_What is expected_
Rewrite the passage of the essay on collapsing ecosystems between "The insects and" and "all other considerations.", inclusive, swapping "pesticides" for "chemicals".

Even more alarming to me is that the world’s ecosystems are no longer stable.

I started off my professional career as a biological scientist and the current apocalyptic fires in Australia are too brutal for even this hardened information scout to digest.  The reported loss of animal life there (at least a billion!) a punch to my gut, my heart grieves for the loss of beauty and life, so I turn away in horror at the unfolding death and destruction there.

More locally, here in New England in January 2020, my bird feeders are mostly devoid of the usual (once) common species.  A few chickadees, half the usual blue jays, and a small smattering of juncos.  Some sort of bird apocalypse has occurred, almost certainly connected directly to the great insect apocalypse that has roared across the landscape over the past ten years.  Turns out, wiping out the bottom of the food pyramid is bad for life.  Who knew?

The insects and everything above them on the food chain are now victims of neonicotinoid (“neonics”) pesticides.  Apparently, the need for Bayer and Syngenta to make a few bucks on neonics, and the desire of lazy and careless famers to apply these persistent biocides, exceeds any and all other considerations.

Nobody has a good answer for how we managed to feed ourselves without using neonicotinoids for thousands of years prior to their invention.  Now, we’re told, they are utterly essential.  Again, mainly by the lazy, the careless, or the economically greedy.  I’m sure to receive some angry letters from farmers explaining how they couldn’t survive without them and I’m being insensitive to their plight.  But I’ll predict that none of these angry emails will explain how the world’s food production system managed to survive prior to 2008 when the neonics came into common use.

If we can’t even get this simple part of the story right – not using something 10x worse than DDT – how are we possibly going to get the far more complex and complicated stuff right?

If we can’t even protect the bottom of the food chain (stupid easy to grasp why this is relevant and important), how are we going to manage to peacefully share the remaining dregs of oil without launching missiles at one another?

How are we going to wean ourselves off of fossil fuels, which is going to happen with or without our willing consent, when doing so will require upending our current living arrangements, enormously complex supply chains, and re-directing a vast portion of our economy away from consumption and towards energy infrastructure?

Spoiler alert:  We’re not.

That’s what people are beginning to register in their deep animal bones. It’s part of the anxiety we all feel but maybe can’t articulate.  The prime narrative by which we live is false, and if that’s not being registered by the cortex, it will be felt in the gut.

To put it visually:

Welcome To The Club

Meanwhile “the economy” has been replaced by stock worshiping; which itself is propped up by wave after massive wave of central bank money printing.

Each day for the past 3 weeks I’ve awoken to discover that the Federal Reserve has poured into the “markets” anywhere from $45 billion to $120 billion overnight.

If Band-Aids could cure cancer, I’d be 100% in favor of what the central banks are doing.  But since ‘symptom masking’ serves only to make things eventually worse, I am very much not in favor of the Fed’s actions.

Geopolitically, the tensions in the Mideast are almost certain to lead to calculation error, some sort of mistake that boils over into something even more tragic than has already occurred (and that’s saying a lot).

If all of this sums up to a fair bit of worry on your part, well… welcome to the club.  You’re not alone.

Though you might feel as if you are. Especially after the ‘cheerful’ holidays, when there’s pressure to put on a happy face. Maybe even a family member gave you an advance warning not to bring up any of your ‘doomer’ talk at the holiday table.

_Source data_
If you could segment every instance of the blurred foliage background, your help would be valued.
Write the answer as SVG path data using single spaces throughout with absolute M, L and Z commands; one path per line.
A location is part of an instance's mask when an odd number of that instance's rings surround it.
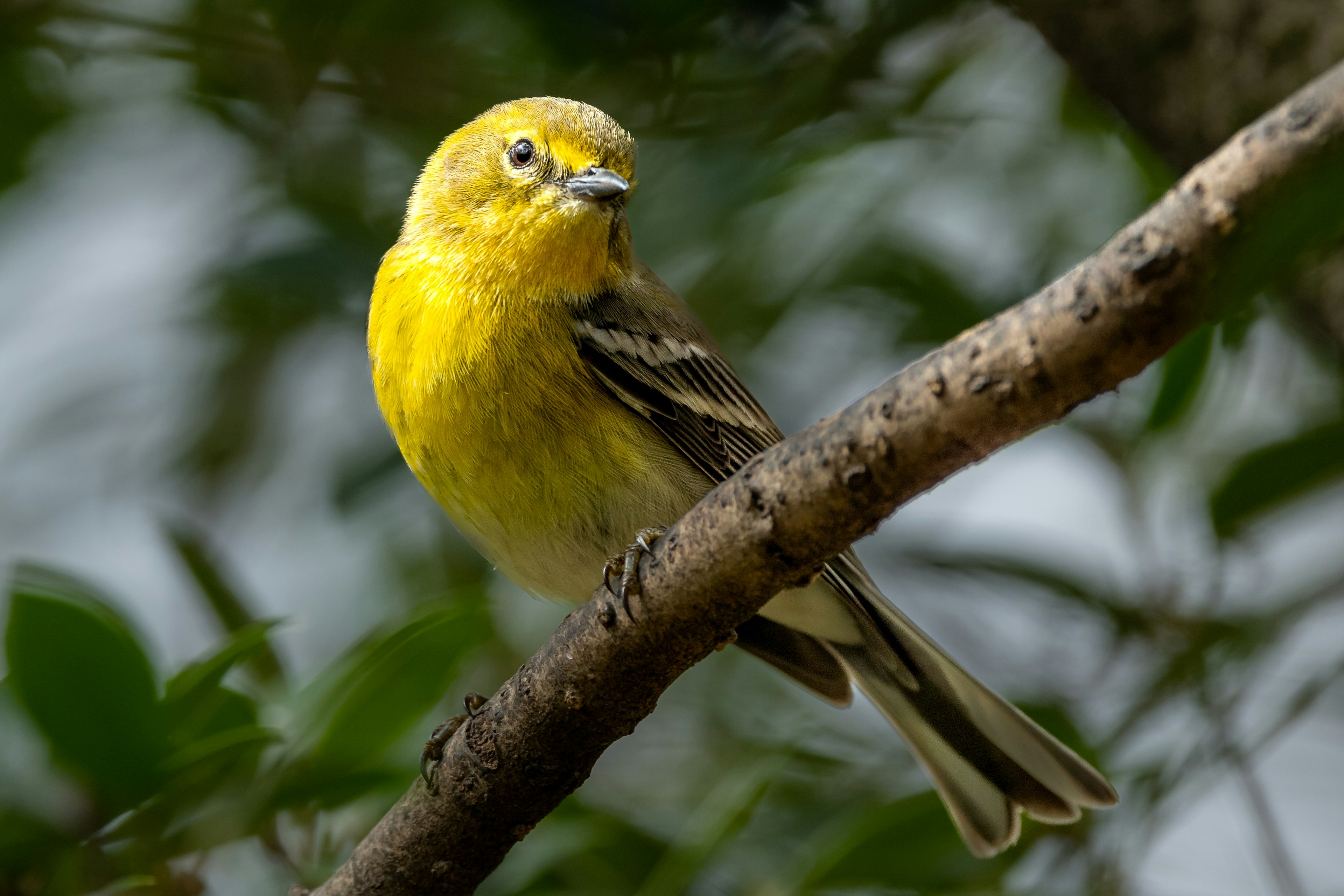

_Exercise answer_
The insects and everything above them on the food chain are now victims of neonicotinoid (“neonics”) chemicals.  Apparently, the need for Bayer and Syngenta to make a few bucks on neonics, and the desire of lazy and careless famers to apply these persistent biocides, exceeds any and all other considerations.